--- start of Text extract ---
Another branch passes along the bank under the wall of Aurelian, and is not visible again until it reaches the Prætorian Camp, where a portion of it was excavated in May, 1868, built of large stones of tufa, under the Porta Chiusa. It may then be traced all round the three sides of the Prætorian Camp, and near the north-east corner there was, in 1868, an opening into it, now closed by a modern wall. It is distinctly visible in several places, especially on the north side of the Camp, where the wall of Tiberius remains perfect, faced with the fine brickwork of his period, whereas the specus under it is faced with Opus Reticulatum, probably of the time of the Republic. The wall of Tiberius distinctly stands on the old specus. There was an opening into it here also in 1868; but this was also carefully walled up in 1869 under the influence of the Garibaldian panic, which had a bad effect upon the Roman authorities at that period. Remains of a reservoir or castellum aquæ were also found on the surface of the ground on the bank near the Porta Chiusa, with the present wall of Rome built right across it, but this part of the wall has been rebuilt of old materials, and is not exactly in the same line. There are remains of several other reservoirs on the bank at intervals outside the wall in the modern road, and in many places all along the eastern and southern sides of Rome.

Beyond this, near the Porta Nomentana, are the ruins of another reservoir or piscina on the surface of the ground, against the wall. From near the Porta Chiusa another branch went along the old road, which passed through that gate across the inner foss to the Thermæ of Diocletian, where a part of the specus and two cippi, with two inscriptions upon them, naming this aqueduct the Anio Vetus, were found in the year 1861, when the railway was made[42]. These cippi are now in the Vatican Museum.

Another branch went from the reservoir near the Porta Maggiore before mentioned, across the road into the bank on which the arches of Nero stand, near the Lateran, and passed under them apparently into the old specus of the Appia, which runs parallel to and nearly under the arches on the other side. Two small specus or stone pipes can be still seen (in 1872) passing obliquely into that bank; and, as they came from this large reservoir and piscina, (or from this direction,) they seem to have belonged to two aqueducts at different levels. A branch of the Marcian may have been brought to the same filtering-place for distribution, and the surplus water carried into the old specus at the lowest level, which was evidently used for receiving and carrying off the surplus water of all the other aqueducts in the same line.

The fifty yards outside the wall added to the three hundred yards between the Cœlian and the Aventine, make up the three-hundred-and-fifty yards above ground, mentioned by Frontinus. In this valley we found it again, in 1869, parallel to the Appia, sometimes on the agger or bank of Servius Tullius, which was used as a substructure for it, in other places on an arcade built up against the tufa wall of Servius Tullius, and faced with reticulated-work.
--- end of Text extract ---
--- start of Given entries ---
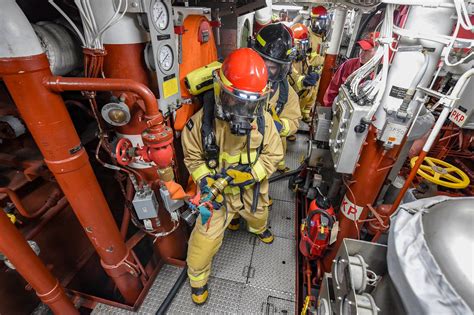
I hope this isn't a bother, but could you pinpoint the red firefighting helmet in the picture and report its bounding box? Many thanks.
[214,48,269,134]
[311,6,329,36]
[291,23,309,40]
[311,5,328,17]
[357,32,380,50]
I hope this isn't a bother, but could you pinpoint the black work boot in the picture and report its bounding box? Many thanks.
[191,283,209,305]
[257,228,274,244]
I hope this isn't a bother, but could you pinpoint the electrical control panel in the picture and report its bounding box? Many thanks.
[144,0,181,115]
[115,0,181,116]
[132,187,158,220]
[329,86,370,174]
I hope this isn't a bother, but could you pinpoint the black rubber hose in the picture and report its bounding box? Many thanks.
[268,168,301,183]
[155,267,188,315]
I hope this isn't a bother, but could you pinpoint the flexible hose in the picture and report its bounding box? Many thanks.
[155,267,188,315]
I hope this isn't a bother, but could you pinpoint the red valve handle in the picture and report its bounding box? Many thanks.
[115,138,133,166]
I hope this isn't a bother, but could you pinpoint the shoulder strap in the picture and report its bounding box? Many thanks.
[201,90,219,169]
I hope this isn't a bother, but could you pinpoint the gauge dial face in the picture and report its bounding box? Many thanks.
[158,45,174,71]
[151,1,169,30]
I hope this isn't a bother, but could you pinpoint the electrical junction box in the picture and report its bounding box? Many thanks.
[114,0,181,116]
[329,85,370,174]
[132,189,158,220]
[378,118,408,145]
[160,187,184,214]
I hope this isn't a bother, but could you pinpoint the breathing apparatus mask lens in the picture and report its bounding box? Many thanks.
[295,39,309,61]
[214,72,269,136]
[263,58,291,82]
[311,16,329,35]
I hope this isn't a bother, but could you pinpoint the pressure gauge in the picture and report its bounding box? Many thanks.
[151,1,170,31]
[158,45,174,71]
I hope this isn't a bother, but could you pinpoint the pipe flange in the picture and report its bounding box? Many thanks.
[0,116,26,139]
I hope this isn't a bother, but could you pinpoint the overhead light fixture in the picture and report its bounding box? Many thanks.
[272,4,303,11]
--- end of Given entries ---
What to do
1. Summarize the text on the aqueduct branches around Rome in two sentences.
2. Retype the records verbatim, starting at the line containing "pinpoint the pipe" and continuing through the end of the records.

Results in order
1. One branch of the aqueduct ran under the wall of Aurelian to the Prætorian Camp, where its specus can be traced around three sides and the wall of Tiberius stands on it, while other branches and several reservoirs lay near the Porta Chiusa, the Porta Nomentana, and the Porta Maggiore. A branch toward the Thermæ of Diocletian yielded two cippi naming the aqueduct the Anio Vetus in 1861, and in 1869 it was found again parallel to the Appia on the agger and wall of Servius Tullius.

2.
I hope this isn't a bother, but could you pinpoint the pipe flange in the picture and report its bounding box? Many thanks.
[0,116,26,139]
I hope this isn't a bother, but could you pinpoint the overhead light fixture in the picture and report its bounding box? Many thanks.
[272,4,303,11]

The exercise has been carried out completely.